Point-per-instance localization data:
════════
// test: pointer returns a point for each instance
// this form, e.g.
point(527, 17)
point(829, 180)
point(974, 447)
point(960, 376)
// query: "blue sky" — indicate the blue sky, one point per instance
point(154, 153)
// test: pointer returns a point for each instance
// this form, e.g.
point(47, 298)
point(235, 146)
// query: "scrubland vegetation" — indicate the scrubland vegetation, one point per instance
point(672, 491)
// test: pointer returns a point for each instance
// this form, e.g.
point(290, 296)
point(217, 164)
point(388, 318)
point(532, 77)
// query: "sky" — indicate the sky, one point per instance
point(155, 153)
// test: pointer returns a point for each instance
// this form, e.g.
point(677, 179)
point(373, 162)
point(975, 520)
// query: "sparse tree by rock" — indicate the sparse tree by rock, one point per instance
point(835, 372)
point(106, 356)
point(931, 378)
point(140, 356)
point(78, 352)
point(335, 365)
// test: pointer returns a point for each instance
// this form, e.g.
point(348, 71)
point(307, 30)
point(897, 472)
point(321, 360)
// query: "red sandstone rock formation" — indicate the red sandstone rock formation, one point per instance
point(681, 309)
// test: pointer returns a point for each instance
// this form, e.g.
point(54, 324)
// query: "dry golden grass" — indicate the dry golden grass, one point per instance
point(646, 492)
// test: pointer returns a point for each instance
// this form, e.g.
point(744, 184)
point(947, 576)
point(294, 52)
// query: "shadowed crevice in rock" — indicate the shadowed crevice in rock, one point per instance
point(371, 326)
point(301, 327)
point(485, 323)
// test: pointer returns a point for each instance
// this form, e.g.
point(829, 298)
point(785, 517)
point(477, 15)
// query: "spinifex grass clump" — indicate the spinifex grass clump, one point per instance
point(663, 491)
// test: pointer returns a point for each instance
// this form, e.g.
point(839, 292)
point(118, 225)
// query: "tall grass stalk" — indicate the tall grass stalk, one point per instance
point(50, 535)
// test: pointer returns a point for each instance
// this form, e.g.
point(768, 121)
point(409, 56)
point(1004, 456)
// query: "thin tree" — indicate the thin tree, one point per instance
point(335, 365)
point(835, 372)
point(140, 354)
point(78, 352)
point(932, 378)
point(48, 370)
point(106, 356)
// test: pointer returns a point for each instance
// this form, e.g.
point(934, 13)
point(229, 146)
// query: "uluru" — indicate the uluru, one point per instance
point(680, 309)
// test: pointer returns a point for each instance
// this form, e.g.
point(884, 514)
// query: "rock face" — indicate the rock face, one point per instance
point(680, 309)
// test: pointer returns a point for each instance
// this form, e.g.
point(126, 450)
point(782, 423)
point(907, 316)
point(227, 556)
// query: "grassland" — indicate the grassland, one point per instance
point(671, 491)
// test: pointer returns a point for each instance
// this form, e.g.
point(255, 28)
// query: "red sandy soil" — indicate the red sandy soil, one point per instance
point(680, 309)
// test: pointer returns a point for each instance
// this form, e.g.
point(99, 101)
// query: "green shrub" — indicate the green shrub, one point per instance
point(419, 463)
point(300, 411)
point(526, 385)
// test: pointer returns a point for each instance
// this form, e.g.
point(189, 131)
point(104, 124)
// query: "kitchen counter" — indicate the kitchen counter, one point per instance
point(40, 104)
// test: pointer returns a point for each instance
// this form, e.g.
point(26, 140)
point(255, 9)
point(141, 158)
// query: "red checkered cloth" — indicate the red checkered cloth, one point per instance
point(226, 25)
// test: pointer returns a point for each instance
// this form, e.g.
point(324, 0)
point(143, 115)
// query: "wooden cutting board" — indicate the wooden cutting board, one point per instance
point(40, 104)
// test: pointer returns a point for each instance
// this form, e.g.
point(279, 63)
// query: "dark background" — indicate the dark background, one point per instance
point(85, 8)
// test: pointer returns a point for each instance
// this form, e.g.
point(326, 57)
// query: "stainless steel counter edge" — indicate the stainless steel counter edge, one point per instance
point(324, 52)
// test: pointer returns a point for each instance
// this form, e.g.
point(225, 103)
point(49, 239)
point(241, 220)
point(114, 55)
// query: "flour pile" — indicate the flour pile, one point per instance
════════
== Work to be completed ==
The records need to be reproduced in their entirety, word for word.

== Output below ==
// test: pointer returns a point for each instance
// this form, e.g.
point(527, 17)
point(829, 180)
point(974, 447)
point(960, 376)
// query: "blue sky" — indicate the blue sky, one point per instance
point(154, 153)
// test: pointer returns a point for each instance
// this form, e.g.
point(47, 298)
point(235, 146)
// query: "scrubland vegetation" — indicate the scrubland vegetation, one point per instance
point(672, 491)
// test: pointer returns a point for each instance
// this form, e.g.
point(290, 296)
point(217, 164)
point(388, 318)
point(532, 77)
// query: "sky" — indicate the sky, one point per instance
point(155, 153)
// test: pointer returns a point for each instance
// this form, e.g.
point(677, 179)
point(373, 162)
point(975, 520)
// query: "sparse tree by rock" — indicate the sparse tree by rock, one point per instance
point(835, 372)
point(106, 356)
point(931, 378)
point(140, 356)
point(78, 352)
point(335, 365)
// test: pointer returns a point for each instance
// this form, e.g.
point(348, 71)
point(307, 30)
point(897, 472)
point(321, 360)
// query: "red sandstone rock formation" — indicate the red sandstone rock formation, one point per instance
point(681, 309)
// test: pointer returns a point for each instance
// this form, e.g.
point(54, 324)
// query: "dry golden grass" — indicate the dry golden grass, one point per instance
point(646, 492)
// test: pointer returns a point for each instance
// this form, e.g.
point(744, 184)
point(947, 576)
point(294, 52)
// query: "shadowed crevice in rock" — indicate the shadowed crevice in rock, one point per instance
point(371, 326)
point(301, 327)
point(485, 323)
// test: pointer returns a point for each instance
// this form, e.g.
point(829, 298)
point(785, 517)
point(477, 15)
// query: "spinifex grass clump" — indicate the spinifex grass clump, one point per instance
point(663, 491)
// test: pointer returns a point for each instance
// this form, e.g.
point(839, 292)
point(118, 225)
// query: "tall grass stalk" — indicate the tall grass stalk, one point per instance
point(50, 535)
// test: pointer returns a point for each instance
// this form, e.g.
point(768, 121)
point(409, 56)
point(1004, 456)
// query: "thin tree" — indicate the thin tree, one point per instance
point(335, 365)
point(835, 372)
point(140, 354)
point(78, 352)
point(932, 378)
point(48, 370)
point(106, 356)
// test: pointer returns a point for each instance
// this form, e.g.
point(934, 13)
point(229, 146)
// query: "uluru" — indicate the uluru, one point per instance
point(680, 309)
// test: pointer returns a point for each instance
// this form, e.g.
point(884, 514)
// query: "rock face" — indicate the rock face, one point per instance
point(680, 309)
// test: pointer returns a point for each instance
// this form, e.g.
point(126, 450)
point(782, 423)
point(907, 316)
point(227, 556)
// query: "grassland" — indicate the grassland, one point per instance
point(671, 491)
// test: pointer returns a point for each instance
// this form, e.g.
point(255, 28)
// query: "red sandy soil" — indicate the red sandy soil, one point per instance
point(680, 309)
// test: pointer returns a point for each instance
// this form, e.g.
point(99, 101)
// query: "green shrub" — indicate the green shrub, one point per instance
point(419, 463)
point(300, 411)
point(526, 385)
// test: pointer returns a point for each instance
// this form, e.g.
point(189, 131)
point(104, 124)
// query: "kitchen counter" — indicate the kitchen counter, one point per instance
point(40, 104)
// test: pointer returns a point for each instance
// this form, e.g.
point(26, 140)
point(255, 9)
point(141, 158)
// query: "red checkered cloth" — indicate the red checkered cloth, one point per instance
point(226, 25)
// test: pointer returns a point for each instance
// this form, e.g.
point(324, 0)
point(143, 115)
// query: "wooden cutting board" — indicate the wooden cutting board, one point per instance
point(40, 104)
// test: pointer returns a point for each instance
// this form, e.g.
point(279, 63)
// query: "dark background" — indicate the dark background, one point per instance
point(85, 8)
// test: pointer returns a point for each instance
// this form, e.g.
point(326, 57)
// query: "stainless steel counter edge" — indicate the stainless steel counter edge, one point per instance
point(324, 52)
// test: pointer returns a point for each instance
// this form, e.g.
point(225, 103)
point(49, 239)
point(241, 220)
point(114, 55)
// query: "flour pile" — indicate the flour pile, one point per instance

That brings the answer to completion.